Travail à faire:
(A) Recopiez fidèlement le passage de l'extrait sur le cœur et la terre qui va de « L'homme en meurt, qui » à « attache à soi. », ces deux bornes comprises.
(B) Rédigez la suite de l'extrait sur le cœur et la terre en reprenant juste après sa dernière phrase.

***** Extrait de page

L'homme en meurt, qui les épuise, mais "si le grain de blé ne meurt...
" On connaît
la suite. Il y a donc de la terre dans le coeur au sens où la terre, matière du
coeur, est irréductiblement matérielle, et destinée comme le corps à ce qu'on
la ramène à ce statut d'infamie selon lequel la terre meuble ne serait pas
noble, car il n'est pas noble d'être le meuble de quelqu'un ou le jouet, le
ballon d'un enfant. La terre meuble et
le corps ne seraient donc pas nobles, aveuglés par le regard qui rôde pour
mieux momifier d'électrocution tout ce qu'il prétend apprivoiser et qu'il
attache à soi.
Coeur, n'aie pas
honte d'être enfant de la terre, puisque Celui Qui est descendu du ciel n'a pas
non plus rougi d'être applé Pain de vie
ou Fils de l'homme pour que nous soyons appelés enfants de Dieu et nous le
sommes. Ne te révolte pas de n'être qu'adopté : il faut te défaire du préjugé bourgeois que
l'adoption porterait la marque de la bâtardise qui serait une tare ou de
l'infamie dont on couvre les mères porteuses. Il n'y a pas d'adoption contre
laquelle on doive se récrier, où l'affection a opéré une pater ou une
maternification, une patrification qui joue à revers de la pétrification dans
laquelle on a vu l'homme sortir à l'état brute, juste surgi des mains de son
Père Dieu, comme on le retrouve pétrifié à chaque naissance au sortir du ventre
maternel, brute, sans langage, sans état de conscience, sans conscience qu'il
est un homme, tout juste criant et pleurant de devoir vivre, ne sachant s'il a
été tiré du néant pour cela, mais sentant que ça le gêne parce qu'en naissant,
il contracte une dette que le créancier risque de n'avoir de cesse de lui
rappeler et de lui réclamersa vie entière, lui qui étant trop pauvre n'aura
jamais de quoi la rembourser.

**********
***** Données enregistrées

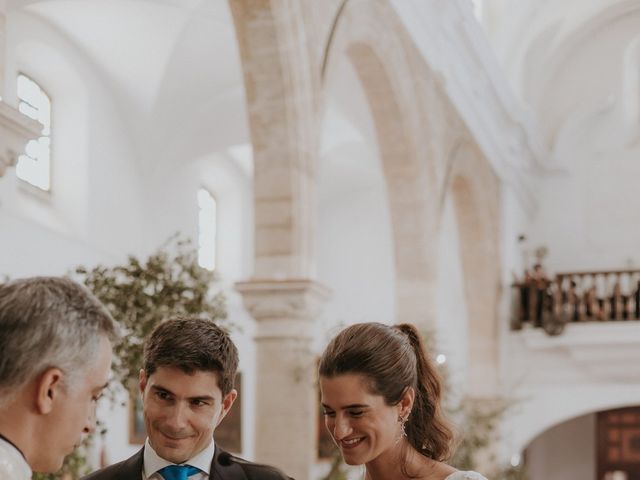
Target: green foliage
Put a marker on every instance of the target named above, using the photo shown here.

**********

Réponses attendues:
(A)
L'homme en meurt, qui les épuise, mais "si le grain de blé ne meurt...
" On connaît
la suite. Il y a donc de la terre dans le coeur au sens où la terre, matière du
coeur, est irréductiblement matérielle, et destinée comme le corps à ce qu'on
la ramène à ce statut d'infamie selon lequel la terre meuble ne serait pas
noble, car il n'est pas noble d'être le meuble de quelqu'un ou le jouet, le
ballon d'un enfant. La terre meuble et
le corps ne seraient donc pas nobles, aveuglés par le regard qui rôde pour
mieux momifier d'électrocution tout ce qu'il prétend apprivoiser et qu'il
attache à soi.

(B)
Il y a de la
terre dans ton coeur, mais il ne faut pas que tu croies que la terre te
statufie, te bustifie. Il ne faut pas que tu aies les ambitions d'un François
Mauriac, écrivain aux mains jointes qui n'avait qu’un but dans la vie : qu'on
lui fît un buste dans son lycée du vieux Bordeaux, son "Bordeaux
intérieur" comme il disait, luiqui comme ils disent avaient des tendances
qu'il n'a pas assouvies, mais pourquoi taguer sur les murs de la vie
privée ? Il ne faut pas que tu te ratatines dans l'ambition d'un Sartre
qui se met en devoir d'exister parce qu'un jour, son Roquentin de héros s'est
aperçu en regardant un arbre qu'il y avait incohérence à ce que les racines
d'effritement débouchassent en grimpant sur un tronc si solide. Il faut que tu
te réconcilies avec la terre, car elle est un fondement très solide de
l'existence. Tu n'as aucune raison de la mépriser, elle ne t'a rien fait, elle
ne t'a fait que du bien : elle t'a accueilli, elle te le rappelle un peus
ouvent, c'est vrai, mais que veux-tu ? La terre est un peu matronne et
elle n'est pas le ciel : elle est sa gouvernante. Le ciel comme tout
prêtre avait besoin d'une bonne, il a trouvé la terre qui a été assez poire
pour te donner du fruit défendu et à lui bien du soulagement.
- Y a-t-il
du ciel dans le coeur? Mais j'y pense, le ciel est-il un élément? On n'en parle
jamais dans ma nomenclature tactile.
- Tu penses,
mais sais-tu définir le ciel ?
- Quand
j'étais petit...
- Tu reviens
toujours à ce que tu faisais quand tu étais petit ou à ce que te disait ta
maman.
- C'est que
l'enfance fait partie de nos incunables. Qui saura faire comme si l'enfance
n'était pas faite pour que l'on pleure dessus ? Nous sommes tous des
enfants inconsolables. Ma maman me disait donc comme tu l'as deviné quand
j'étais petit et que je croyais aux petits bateaux comme le père Noël que le
ciel était bleu, que le ciel était au-dessus de ma tête, cette tête avec
laquelle j'avais l’heur de réfléchir, et que le ciel était immense, illimité,
et que je n'avais pas seulement Dieu pour horizon de mon coeur : je
pouvais bien mieux me glorifier d'être la demeure de Dieu et que Dieu se soit
fait une retraite de l'île de mon coeur.
"Mais si le
coeur est une île, a-t-on jamais vu une île qui bat ?" lui
demandais-je.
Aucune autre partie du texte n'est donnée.